TASKS AND EXERCISES:
A – Using the Spark streaming memory thread, answer each of these briefly:
(i) How much resident memory was seen, and on an executor with what heap size?
(ii) What is the issue number given for the root problem?
(iii) In the quoted reply, what is off-heap memory said not to be subject to?
B – Extend the Spark streaming memory thread beyond its last line, keeping the same tone.

TEXT BLOCK:
━━━

You are viewing a plain text version of this content. The canonical link for it is here.
Posted to user@spark.apache.org by Adam Binford <ad...@gmail.com> on 2022/11/30 16:55:03 UTC

Re: [SPARK STRUCTURED STREAMING] : Rocks DB uses off-heap usage

We started hitting this as well, seeing 90+ GB resident memory on a 25 GB
heap executor. After a lot of manually testing fixes, I finally figured out
the root problem: https://issues.apache.org/jira/browse/SPARK-41339

Starting to work on a PR now to fix.

On Mon, Sep 12, 2022 at 10:46 AM Artemis User <ar...@dtechspace.com>
wrote:

> The off-heap memory isn't subjected to GC.  So the obvious reason is that
> your have too many states to maintain in your streaming app, and the GC
> couldn't keep up, and end up with resources but to die.  Are you using
> continues processing or microbatch in structured streaming?  You may want
> to lower your incoming data rate and/or increase your microbatch size so to
> lower the number of states to be persisted/maintained...

━━━

DATA SEGMENT:
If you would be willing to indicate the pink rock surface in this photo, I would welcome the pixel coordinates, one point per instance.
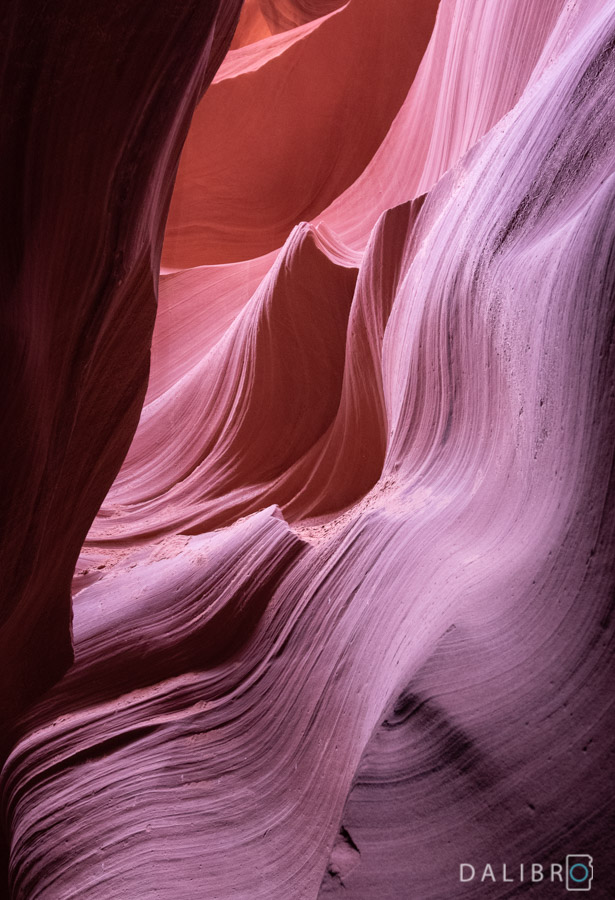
(344, 619)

━━━

ANSWERS:
A –
(i) 90+ GB of resident memory on a 25 GB heap executor.
(ii) SPARK-41339.
(iii) GC.

B –
>
> On 9/11/22 10:59 AM, akshit marwah wrote:
>
> Hi Team,
>
> We are trying to shift from HDFS State Manager to Rocks DB State Manager,
> but while doing POC we realised it is using much more off-heap space than
> expected. Because of this, the executors get killed with  : *out of**
> physical memory exception.*
>
> Could you please help in understanding, why is there a massive increase in
> off-heap space, and what can we do about it?
>
> We are using, SPARK 3.2.1 with 1 executor and 1 executor core, to
> understand the memory requirements -
> 1. Rocks DB Run - took 3.5 GB heap and 11.5 GB Res Memory
> 2. Hdfs State Manager - took 5 GB heap and 10 GB Res Memory.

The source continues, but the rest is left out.